SHORT TASK 1: Set down the passage of the news report from "TRIPOLI: Rescue" through "city of Khoms." word for word.

SOURCE EXCERPT:
AL KHUMS: Members of the Libyan Red Crescent inspect the washed up body of a migrant on the beach in the Al-Khums, 130 kms east of the Libyan capital Tripoli yesterday. - AFP

TRIPOLI: Rescue
workers said yesterday they had plucked the bodies of 62 migrants from waters
off the Libyan coast a day after one of the deadliest shipwrecks in the
Mediterranean this year. About 145 migrants were rescued by the Libyan
coastguard Thursday after their overloaded boat went down east of the capital
near the port city of Khoms.

Aid agencies
initially feared that scores of migrants had drowned, with the number of
missing estimated at more than 110 by the International Organization for
Migration (OIM), and fishermen reported the waters were full of floating
bodies. "Our Red Crescent teams have pulled 62 migrants" from the
water since Thursday evening, the head of Libya's Red Crescent rescue unit Abdelmoneim
Abu Sbeih said on Friday.

"The bodies
are still floating onto the shore continuously, it's not possible to give a
total number," he added. Survivors reported there were some 400 people
aboard when it went down, according to global charity Doctors Without Borders
(MSF). One of the fishermen who was the first on the scene to save the
survivors recounted finding "bodies floating on the surface of the water
where the boat went down". The head of the UN refugee agency Filippo
Grandi called the wreck "the worst Mediterranean tragedy of this
year".

Libyan navy
spokesman General Ayoub Kacem said most of the rescued migrants were from
Eritrea, although Palestinians and Sudanese were also among the group waiting
to be taken on to reception centers. A member of the Libyan coast guard said
the outfit did not "have the means" to launch a high seas search and
would "have to wait for the sea to return the bodies so we can pick them
up". Local authorities were gathering and storing bodies of the victims
but were facing numerous problems and struggling to find burial places for
them, according to municipal source in Khoms.

DATA EXCERPTS:
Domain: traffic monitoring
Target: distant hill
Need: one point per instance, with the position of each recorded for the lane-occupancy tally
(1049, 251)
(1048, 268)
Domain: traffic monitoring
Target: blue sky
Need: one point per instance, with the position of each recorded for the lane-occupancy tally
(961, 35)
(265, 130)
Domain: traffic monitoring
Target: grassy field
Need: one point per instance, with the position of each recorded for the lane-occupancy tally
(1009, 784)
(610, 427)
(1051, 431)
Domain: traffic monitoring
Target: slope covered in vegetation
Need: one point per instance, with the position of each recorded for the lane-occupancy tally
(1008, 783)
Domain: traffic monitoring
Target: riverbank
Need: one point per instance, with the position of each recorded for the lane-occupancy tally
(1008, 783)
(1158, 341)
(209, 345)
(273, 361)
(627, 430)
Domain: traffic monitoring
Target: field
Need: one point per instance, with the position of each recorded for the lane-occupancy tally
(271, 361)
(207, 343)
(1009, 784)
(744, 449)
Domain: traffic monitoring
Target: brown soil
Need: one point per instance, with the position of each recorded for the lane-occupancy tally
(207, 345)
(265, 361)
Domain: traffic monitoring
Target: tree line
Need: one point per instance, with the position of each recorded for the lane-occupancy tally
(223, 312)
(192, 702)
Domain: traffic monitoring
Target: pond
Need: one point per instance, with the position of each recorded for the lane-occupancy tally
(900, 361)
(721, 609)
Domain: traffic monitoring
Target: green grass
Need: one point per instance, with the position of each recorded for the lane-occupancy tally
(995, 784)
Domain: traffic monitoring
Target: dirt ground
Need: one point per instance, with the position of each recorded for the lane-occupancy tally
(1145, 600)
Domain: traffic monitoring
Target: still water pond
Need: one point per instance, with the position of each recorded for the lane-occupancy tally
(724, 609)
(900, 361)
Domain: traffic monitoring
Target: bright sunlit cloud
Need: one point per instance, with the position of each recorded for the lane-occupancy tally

SHORT TASK 2: Resize the point coordinates in the entries by multiplying each by 2.55 and rounding to whole numbers, with halves rounded up. Reproduce every line in the stretch from the start of the entries through the line containing "(1051, 431)", requests included, and give only those lines.

OUTPUT 1:
TRIPOLI: Rescue
workers said yesterday they had plucked the bodies of 62 migrants from waters
off the Libyan coast a day after one of the deadliest shipwrecks in the
Mediterranean this year. About 145 migrants were rescued by the Libyan
coastguard Thursday after their overloaded boat went down east of the capital
near the port city of Khoms.

OUTPUT 2:
Domain: traffic monitoring
Target: distant hill
Need: one point per instance, with the position of each recorded for the lane-occupancy tally
(2675, 640)
(2672, 683)
Domain: traffic monitoring
Target: blue sky
Need: one point per instance, with the position of each recorded for the lane-occupancy tally
(2451, 89)
(676, 332)
Domain: traffic monitoring
Target: grassy field
Need: one point per instance, with the position of each recorded for the lane-occupancy tally
(2573, 1999)
(1556, 1089)
(2680, 1099)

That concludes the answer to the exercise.